▼▼▼

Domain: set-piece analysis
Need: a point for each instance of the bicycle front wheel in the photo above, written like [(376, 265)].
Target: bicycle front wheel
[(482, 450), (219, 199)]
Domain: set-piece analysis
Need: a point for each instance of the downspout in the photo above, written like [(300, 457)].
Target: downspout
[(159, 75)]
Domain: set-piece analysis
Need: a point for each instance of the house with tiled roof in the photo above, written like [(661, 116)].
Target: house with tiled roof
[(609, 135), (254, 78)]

▲▲▲
▼▼▼

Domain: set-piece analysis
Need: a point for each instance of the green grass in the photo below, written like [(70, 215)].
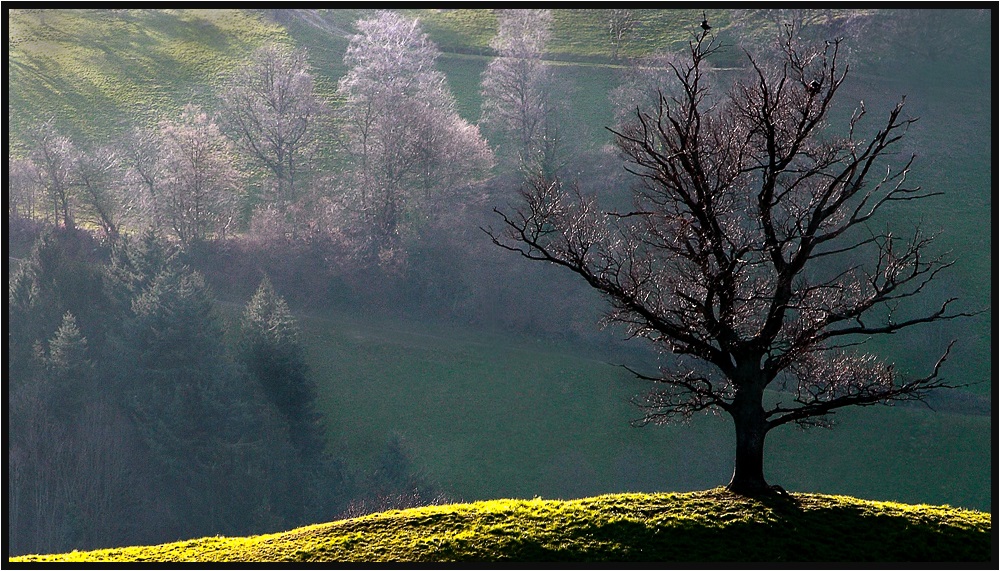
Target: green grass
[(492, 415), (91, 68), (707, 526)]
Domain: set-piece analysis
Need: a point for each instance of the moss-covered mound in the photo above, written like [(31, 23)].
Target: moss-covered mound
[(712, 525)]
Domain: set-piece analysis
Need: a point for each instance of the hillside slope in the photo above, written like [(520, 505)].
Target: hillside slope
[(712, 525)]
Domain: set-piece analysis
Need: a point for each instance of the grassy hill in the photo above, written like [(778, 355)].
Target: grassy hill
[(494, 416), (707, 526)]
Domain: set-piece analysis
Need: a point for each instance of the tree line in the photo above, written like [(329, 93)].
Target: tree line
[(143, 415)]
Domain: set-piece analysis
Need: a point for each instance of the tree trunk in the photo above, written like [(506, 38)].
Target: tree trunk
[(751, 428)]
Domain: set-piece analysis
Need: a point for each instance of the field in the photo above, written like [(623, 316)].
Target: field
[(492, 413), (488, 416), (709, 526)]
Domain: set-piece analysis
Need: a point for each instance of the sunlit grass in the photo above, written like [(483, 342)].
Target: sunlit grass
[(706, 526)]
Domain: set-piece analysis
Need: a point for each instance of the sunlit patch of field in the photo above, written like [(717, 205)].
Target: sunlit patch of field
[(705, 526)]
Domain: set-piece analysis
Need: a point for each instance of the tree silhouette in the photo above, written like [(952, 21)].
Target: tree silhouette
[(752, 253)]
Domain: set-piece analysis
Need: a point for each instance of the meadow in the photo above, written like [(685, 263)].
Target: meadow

▲▲▲
▼▼▼

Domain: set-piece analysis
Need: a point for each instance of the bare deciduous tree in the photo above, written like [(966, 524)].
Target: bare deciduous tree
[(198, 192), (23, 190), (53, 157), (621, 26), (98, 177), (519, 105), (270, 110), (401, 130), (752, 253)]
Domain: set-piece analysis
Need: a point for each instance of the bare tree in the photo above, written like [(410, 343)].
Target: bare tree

▲▲▲

## Given request:
Pick out every line in the items above that contains the string "mound". Match it case-sensitively.

## Solution to the exercise:
Need: a point for each instance of the moss-covered mound in the photo above, written like [(31, 23)].
Target: moss-covered mound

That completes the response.